• İstenen Görev 1:
Aşağıdaki mahkeme kararı metnini iki cümleyle özetleyin.

• Verilen Metin:
══════════════════════════════
Emsal Mahkeme Kararı Bakırköy 2. Asliye Ticaret Mahkemesi 2022/585 E. 2023/96 K. 03.02.2023 T.

Görüntülediğiniz mahkeme kararı henüz kesinleşmemiştir. Yararlı olması amacıyla eklenmiştir.

T.C. BAKIRKÖY 2. ASLİYE TİCARET MAHKEMESİ

ESAS NO : 2022/585 Esas
KARAR NO : 2023/96

DAVA : İtirazın İptali (Ticari Nitelikteki Hizmet Sözleşmesinden Kaynaklanan)
══════════════════════════════
• Listelenen Kayıtlar:
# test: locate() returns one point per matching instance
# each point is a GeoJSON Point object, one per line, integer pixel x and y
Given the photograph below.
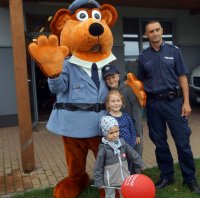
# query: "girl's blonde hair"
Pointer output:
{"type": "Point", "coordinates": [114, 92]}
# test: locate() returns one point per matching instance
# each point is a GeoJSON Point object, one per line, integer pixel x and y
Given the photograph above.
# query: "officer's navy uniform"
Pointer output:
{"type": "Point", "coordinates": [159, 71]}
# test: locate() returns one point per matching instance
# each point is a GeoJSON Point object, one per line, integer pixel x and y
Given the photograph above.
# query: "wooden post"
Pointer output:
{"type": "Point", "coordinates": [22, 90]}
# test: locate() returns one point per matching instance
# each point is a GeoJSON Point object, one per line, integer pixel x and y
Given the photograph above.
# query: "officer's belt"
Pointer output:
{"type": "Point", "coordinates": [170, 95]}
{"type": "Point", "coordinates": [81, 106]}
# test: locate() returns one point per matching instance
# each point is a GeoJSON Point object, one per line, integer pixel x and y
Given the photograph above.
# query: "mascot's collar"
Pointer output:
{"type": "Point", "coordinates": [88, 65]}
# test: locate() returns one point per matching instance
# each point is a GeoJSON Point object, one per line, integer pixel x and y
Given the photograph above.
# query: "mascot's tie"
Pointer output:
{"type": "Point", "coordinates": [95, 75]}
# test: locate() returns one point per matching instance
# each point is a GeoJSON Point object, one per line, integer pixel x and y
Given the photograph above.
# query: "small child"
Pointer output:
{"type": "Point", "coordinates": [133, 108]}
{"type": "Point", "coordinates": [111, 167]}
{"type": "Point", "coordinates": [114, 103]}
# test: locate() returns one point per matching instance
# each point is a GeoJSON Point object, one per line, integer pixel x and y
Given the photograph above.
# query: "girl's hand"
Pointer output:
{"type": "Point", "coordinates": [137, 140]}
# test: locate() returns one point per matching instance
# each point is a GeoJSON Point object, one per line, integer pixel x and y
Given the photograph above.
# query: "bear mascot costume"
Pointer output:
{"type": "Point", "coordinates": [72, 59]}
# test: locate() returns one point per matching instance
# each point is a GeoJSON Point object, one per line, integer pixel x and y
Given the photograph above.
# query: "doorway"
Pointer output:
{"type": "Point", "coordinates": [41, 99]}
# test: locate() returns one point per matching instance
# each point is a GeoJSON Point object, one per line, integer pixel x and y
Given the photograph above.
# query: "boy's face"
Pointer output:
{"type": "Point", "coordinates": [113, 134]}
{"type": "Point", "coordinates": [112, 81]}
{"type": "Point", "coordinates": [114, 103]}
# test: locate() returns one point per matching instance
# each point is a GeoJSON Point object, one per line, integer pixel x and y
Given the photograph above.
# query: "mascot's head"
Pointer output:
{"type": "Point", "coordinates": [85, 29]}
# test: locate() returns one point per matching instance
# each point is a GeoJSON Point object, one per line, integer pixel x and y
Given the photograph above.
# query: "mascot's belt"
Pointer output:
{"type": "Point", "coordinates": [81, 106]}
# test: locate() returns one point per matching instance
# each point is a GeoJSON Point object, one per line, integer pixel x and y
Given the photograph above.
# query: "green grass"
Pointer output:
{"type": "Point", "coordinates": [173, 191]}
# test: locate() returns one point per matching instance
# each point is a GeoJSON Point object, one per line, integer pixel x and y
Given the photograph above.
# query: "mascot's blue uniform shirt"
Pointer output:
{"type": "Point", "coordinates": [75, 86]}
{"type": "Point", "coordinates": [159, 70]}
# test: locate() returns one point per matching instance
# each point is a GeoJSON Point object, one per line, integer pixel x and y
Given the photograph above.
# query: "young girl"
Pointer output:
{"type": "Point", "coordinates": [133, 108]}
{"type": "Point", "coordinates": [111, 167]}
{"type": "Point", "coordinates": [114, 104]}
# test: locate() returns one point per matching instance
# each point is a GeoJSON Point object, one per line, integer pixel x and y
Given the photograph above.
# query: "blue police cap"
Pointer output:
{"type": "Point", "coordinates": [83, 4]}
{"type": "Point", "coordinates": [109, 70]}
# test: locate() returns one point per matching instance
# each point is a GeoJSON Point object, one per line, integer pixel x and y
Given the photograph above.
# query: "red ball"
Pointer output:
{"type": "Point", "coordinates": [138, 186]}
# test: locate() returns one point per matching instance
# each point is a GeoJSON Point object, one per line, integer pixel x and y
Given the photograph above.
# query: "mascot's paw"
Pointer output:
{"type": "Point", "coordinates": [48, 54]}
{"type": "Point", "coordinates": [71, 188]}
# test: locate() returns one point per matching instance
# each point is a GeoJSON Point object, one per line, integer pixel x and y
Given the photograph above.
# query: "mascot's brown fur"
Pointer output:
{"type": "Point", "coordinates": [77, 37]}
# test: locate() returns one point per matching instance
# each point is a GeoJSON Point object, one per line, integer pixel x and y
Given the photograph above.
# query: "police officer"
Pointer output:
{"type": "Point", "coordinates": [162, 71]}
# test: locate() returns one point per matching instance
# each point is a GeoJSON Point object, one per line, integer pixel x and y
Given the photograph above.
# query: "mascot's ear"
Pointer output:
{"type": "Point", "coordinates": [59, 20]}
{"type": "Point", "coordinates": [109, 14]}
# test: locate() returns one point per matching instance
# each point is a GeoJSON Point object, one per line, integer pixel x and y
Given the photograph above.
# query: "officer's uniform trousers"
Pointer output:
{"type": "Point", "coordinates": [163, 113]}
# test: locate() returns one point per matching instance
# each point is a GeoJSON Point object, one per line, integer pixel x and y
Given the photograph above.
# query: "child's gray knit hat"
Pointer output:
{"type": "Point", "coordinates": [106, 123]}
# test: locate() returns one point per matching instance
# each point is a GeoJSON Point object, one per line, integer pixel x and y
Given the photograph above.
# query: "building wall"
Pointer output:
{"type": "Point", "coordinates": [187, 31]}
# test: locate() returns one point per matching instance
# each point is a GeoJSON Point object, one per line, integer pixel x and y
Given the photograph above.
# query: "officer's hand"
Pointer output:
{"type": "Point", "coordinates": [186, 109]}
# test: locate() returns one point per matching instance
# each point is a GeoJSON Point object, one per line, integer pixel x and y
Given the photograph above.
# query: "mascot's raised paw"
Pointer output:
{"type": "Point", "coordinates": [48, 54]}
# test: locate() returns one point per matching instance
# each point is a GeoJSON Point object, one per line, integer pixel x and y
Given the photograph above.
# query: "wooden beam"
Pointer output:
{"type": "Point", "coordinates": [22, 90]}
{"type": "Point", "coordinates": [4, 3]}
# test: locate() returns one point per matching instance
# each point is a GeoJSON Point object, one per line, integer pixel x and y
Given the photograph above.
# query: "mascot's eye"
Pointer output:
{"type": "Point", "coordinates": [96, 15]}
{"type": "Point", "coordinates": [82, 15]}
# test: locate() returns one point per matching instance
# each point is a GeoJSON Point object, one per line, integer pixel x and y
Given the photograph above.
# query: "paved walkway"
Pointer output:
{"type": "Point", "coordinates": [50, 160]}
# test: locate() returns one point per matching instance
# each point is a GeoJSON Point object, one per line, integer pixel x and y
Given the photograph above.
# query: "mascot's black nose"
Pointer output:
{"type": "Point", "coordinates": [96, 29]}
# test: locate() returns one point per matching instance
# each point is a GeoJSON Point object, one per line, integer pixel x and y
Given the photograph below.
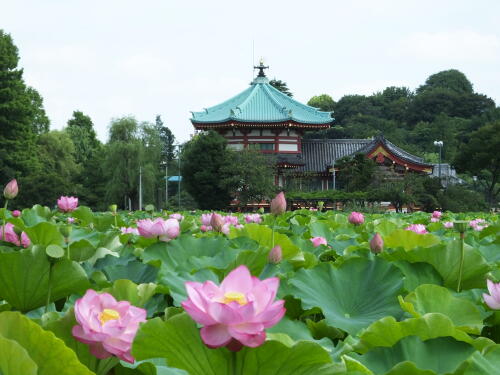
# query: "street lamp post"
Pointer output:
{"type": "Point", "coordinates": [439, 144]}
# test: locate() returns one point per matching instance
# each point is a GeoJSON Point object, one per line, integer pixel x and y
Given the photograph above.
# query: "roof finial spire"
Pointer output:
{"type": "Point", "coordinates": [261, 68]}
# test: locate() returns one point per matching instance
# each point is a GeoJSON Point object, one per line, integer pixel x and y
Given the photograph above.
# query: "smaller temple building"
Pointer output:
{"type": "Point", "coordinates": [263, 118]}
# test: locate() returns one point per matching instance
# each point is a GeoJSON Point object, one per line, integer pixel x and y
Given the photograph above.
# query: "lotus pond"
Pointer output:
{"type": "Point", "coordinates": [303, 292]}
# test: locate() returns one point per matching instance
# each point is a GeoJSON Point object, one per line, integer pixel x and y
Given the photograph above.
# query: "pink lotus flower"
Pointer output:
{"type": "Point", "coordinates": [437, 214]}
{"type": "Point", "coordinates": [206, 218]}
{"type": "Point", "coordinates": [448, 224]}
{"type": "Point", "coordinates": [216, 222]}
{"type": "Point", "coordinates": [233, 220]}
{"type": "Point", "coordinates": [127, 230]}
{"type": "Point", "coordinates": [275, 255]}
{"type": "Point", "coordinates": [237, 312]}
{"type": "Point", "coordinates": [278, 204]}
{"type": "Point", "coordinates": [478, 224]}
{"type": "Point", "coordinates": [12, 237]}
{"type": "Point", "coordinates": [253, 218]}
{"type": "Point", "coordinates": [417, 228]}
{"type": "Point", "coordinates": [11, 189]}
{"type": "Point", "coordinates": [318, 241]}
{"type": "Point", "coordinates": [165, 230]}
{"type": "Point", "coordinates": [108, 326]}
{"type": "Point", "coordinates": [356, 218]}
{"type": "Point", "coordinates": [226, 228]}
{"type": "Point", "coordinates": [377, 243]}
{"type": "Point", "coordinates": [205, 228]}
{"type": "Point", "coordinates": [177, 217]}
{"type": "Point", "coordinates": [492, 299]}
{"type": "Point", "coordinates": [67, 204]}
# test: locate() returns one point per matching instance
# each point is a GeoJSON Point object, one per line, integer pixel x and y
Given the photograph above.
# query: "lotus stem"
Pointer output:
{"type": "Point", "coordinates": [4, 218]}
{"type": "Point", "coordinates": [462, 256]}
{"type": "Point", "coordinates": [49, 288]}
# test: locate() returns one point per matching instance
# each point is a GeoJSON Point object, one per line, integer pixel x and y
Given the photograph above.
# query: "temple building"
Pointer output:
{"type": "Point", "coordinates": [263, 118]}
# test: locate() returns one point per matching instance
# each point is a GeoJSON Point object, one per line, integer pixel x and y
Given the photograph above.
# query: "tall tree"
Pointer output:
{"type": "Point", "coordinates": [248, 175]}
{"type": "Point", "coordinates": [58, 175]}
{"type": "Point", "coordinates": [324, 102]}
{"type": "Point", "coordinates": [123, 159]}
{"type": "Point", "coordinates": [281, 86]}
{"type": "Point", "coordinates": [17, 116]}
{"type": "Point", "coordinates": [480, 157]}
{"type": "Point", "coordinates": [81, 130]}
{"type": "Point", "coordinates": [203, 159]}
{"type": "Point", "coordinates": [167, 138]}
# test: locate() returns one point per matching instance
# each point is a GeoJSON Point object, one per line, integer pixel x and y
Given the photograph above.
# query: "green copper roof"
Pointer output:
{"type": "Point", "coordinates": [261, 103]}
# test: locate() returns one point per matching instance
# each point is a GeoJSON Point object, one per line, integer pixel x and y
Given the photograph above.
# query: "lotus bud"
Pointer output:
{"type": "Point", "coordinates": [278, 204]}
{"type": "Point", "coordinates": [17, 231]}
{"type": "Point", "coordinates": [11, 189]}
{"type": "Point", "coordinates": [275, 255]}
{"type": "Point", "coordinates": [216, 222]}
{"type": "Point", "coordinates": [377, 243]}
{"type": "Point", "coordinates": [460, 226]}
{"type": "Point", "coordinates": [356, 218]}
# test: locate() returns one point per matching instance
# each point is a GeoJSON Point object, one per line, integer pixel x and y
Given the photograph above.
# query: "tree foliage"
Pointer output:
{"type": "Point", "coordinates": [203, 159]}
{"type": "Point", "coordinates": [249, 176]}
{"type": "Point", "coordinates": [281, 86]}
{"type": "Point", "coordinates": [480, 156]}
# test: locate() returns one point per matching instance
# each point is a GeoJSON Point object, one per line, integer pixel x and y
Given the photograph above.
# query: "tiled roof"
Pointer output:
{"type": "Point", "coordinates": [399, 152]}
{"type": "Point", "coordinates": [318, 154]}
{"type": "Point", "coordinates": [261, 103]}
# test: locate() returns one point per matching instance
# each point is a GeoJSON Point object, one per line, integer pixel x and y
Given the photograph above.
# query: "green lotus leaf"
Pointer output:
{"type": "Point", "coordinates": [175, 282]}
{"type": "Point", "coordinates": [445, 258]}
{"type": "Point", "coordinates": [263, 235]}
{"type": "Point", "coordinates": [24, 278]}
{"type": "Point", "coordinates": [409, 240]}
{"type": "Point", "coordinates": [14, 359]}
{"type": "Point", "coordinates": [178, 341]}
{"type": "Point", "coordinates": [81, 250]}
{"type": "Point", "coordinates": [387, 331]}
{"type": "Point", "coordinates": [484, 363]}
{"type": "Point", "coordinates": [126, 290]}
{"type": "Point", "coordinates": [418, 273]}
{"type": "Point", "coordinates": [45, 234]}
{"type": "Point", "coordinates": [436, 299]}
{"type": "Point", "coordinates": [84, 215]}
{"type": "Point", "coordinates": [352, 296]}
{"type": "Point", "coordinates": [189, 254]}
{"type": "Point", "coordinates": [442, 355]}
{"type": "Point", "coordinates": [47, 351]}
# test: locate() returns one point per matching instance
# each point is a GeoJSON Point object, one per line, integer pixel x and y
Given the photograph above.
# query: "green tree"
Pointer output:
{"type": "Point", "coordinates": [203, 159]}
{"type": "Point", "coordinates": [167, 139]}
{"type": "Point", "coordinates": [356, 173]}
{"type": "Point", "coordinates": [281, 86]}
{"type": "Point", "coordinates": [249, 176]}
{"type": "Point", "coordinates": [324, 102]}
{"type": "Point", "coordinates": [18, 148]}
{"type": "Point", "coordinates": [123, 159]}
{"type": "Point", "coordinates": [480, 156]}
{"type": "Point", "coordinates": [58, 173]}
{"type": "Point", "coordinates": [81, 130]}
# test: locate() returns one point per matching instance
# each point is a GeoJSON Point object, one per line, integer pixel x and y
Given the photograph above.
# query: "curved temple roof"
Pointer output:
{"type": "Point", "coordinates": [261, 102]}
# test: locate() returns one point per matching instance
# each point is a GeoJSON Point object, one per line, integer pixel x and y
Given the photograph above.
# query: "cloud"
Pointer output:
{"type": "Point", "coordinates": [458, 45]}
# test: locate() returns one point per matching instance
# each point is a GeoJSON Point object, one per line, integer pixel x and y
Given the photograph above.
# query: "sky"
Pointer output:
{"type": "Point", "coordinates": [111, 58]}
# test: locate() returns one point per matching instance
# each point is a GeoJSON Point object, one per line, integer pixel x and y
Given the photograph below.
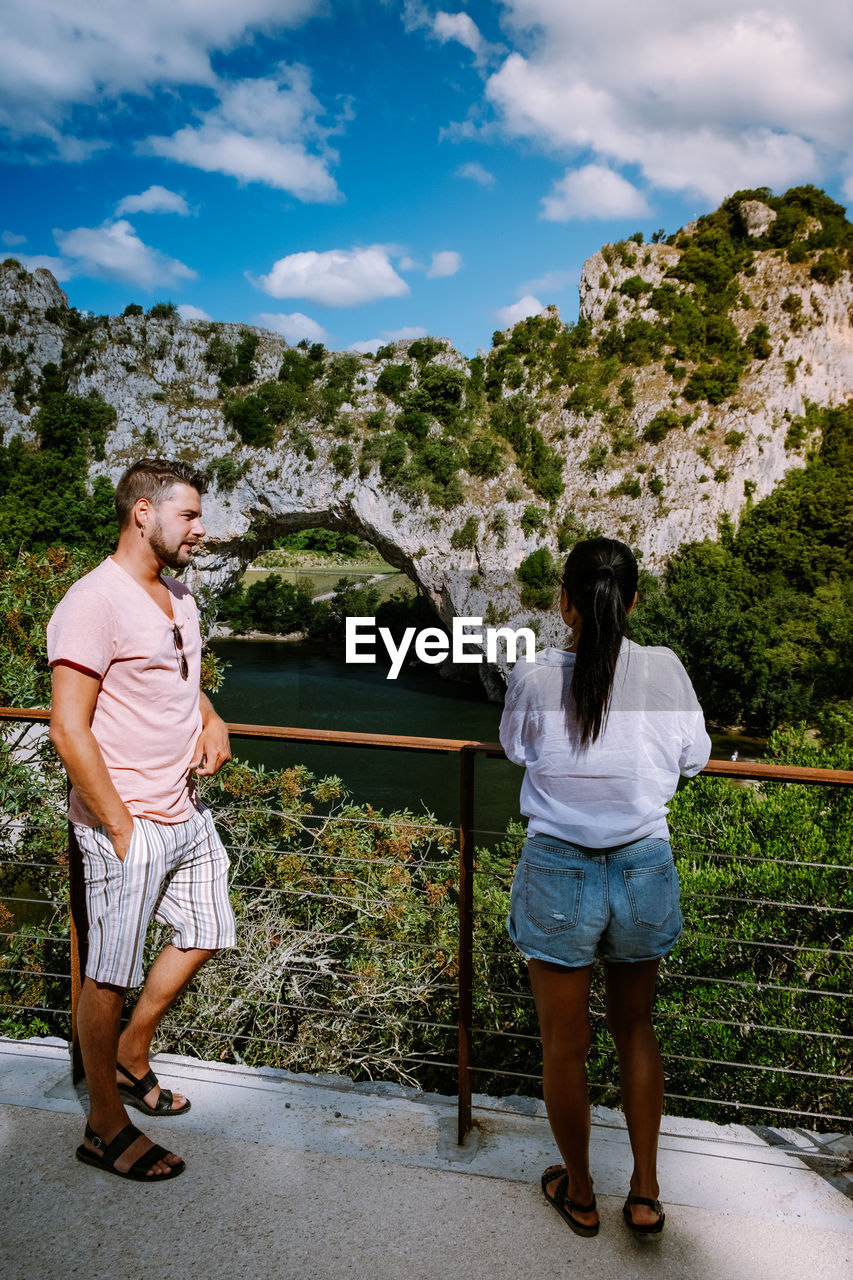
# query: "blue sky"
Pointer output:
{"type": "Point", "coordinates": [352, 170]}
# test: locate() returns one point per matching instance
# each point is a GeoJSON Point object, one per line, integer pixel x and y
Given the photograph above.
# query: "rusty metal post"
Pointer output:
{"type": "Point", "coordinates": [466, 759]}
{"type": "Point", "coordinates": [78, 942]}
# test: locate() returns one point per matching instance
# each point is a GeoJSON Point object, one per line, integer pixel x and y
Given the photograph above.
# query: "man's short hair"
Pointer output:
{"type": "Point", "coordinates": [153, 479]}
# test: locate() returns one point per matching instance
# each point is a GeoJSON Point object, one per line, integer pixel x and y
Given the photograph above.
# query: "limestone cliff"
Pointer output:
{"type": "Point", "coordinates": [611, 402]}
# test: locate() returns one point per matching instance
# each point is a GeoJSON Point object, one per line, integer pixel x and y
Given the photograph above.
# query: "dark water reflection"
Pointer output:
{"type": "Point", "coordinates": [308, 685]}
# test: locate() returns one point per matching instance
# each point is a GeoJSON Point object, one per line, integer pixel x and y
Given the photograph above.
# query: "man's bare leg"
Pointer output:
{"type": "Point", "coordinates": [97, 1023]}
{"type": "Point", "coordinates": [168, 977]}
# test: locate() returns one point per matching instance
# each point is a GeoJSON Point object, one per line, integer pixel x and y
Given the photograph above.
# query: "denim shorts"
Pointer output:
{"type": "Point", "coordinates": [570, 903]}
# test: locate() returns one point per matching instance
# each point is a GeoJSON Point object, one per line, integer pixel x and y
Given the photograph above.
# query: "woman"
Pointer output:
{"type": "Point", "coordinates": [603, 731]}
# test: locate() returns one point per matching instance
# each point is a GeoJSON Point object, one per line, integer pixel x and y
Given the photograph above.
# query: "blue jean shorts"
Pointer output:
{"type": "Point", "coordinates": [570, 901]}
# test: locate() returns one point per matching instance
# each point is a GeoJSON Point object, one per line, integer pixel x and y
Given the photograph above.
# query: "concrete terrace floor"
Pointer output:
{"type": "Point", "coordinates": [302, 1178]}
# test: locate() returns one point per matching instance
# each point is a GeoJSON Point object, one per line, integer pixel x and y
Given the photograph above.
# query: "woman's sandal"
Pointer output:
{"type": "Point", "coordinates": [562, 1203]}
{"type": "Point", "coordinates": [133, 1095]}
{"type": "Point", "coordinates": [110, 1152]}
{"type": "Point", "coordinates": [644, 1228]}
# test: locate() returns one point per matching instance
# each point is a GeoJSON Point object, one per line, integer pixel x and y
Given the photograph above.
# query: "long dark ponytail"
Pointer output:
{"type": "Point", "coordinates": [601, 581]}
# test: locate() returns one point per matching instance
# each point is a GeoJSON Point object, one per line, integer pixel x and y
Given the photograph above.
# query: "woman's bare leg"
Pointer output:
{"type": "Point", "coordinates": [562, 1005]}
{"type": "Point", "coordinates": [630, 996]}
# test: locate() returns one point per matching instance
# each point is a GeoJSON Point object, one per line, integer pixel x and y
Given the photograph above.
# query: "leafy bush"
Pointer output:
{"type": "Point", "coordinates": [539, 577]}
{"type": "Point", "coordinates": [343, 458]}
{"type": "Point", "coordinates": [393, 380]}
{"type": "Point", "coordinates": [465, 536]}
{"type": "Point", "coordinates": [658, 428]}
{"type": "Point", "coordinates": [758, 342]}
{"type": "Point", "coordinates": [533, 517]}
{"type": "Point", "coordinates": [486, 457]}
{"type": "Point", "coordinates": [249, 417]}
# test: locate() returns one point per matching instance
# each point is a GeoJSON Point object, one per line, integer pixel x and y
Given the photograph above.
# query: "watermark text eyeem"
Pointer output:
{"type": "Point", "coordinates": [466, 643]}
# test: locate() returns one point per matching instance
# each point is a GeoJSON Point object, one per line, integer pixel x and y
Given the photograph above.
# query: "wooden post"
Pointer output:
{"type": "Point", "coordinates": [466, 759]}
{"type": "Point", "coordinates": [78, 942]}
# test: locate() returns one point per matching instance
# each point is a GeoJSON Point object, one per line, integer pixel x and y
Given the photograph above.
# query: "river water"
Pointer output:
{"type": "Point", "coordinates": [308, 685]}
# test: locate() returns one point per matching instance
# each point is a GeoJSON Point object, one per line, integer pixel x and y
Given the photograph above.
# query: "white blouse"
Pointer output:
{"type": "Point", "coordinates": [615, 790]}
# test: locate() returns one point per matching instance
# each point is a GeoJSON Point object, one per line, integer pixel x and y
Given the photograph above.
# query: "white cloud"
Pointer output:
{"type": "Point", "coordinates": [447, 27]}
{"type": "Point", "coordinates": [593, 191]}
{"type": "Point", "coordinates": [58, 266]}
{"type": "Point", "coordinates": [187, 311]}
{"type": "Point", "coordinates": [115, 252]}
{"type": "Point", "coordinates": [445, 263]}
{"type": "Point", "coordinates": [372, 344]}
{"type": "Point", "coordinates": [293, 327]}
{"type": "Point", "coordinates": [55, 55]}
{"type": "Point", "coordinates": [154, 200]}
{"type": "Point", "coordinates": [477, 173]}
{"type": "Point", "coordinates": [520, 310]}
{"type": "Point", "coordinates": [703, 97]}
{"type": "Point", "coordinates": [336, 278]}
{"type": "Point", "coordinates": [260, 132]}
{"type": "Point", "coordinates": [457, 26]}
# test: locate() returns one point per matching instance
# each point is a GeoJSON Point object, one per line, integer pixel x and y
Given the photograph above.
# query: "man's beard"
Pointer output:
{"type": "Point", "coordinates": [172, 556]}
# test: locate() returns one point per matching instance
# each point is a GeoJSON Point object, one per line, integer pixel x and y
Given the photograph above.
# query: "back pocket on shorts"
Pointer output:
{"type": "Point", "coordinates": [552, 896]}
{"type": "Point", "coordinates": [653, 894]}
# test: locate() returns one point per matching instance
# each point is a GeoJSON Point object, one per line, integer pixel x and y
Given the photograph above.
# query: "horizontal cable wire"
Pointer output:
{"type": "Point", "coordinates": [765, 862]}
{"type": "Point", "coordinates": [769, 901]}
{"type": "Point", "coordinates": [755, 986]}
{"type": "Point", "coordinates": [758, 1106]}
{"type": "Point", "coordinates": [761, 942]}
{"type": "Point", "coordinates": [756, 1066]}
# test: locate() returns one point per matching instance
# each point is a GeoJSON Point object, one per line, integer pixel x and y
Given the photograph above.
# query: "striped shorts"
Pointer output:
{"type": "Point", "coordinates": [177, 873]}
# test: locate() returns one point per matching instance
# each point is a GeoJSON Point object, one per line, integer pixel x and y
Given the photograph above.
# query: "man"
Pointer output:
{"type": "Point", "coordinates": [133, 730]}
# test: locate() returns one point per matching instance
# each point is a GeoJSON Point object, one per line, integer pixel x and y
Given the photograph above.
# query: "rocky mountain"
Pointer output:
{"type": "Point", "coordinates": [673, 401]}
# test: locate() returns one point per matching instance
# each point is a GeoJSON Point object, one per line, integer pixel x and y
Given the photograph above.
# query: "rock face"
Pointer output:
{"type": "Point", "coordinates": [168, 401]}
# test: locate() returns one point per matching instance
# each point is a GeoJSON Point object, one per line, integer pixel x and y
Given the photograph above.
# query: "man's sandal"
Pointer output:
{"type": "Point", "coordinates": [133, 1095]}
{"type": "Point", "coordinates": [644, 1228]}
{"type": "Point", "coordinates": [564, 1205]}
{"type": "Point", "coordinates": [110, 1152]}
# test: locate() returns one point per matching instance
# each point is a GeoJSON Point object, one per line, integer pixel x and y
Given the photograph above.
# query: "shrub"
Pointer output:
══════════════════════════════
• İstenen Görev 2:
Yukarıdaki listede "bare" kelimesini içeren bütün satırları toplayıp aynen aktarın.

• Yazılı Yanıt 1:
Metin, Bakırköy 2. Asliye Ticaret Mahkemesi'nin 2022/585 esas ve 2023/96 karar numaralı, 03.02.2023 tarihli kararına aittir. Karar, ticari nitelikteki hizmet sözleşmesinden kaynaklanan bir itirazın iptali davasıyla ilgilidir, henüz kesinleşmemiştir ve yararlı olması amacıyla eklenmiştir.

• Yazılı Yanıt 2:
# query: "man's bare leg"
# query: "woman's bare leg"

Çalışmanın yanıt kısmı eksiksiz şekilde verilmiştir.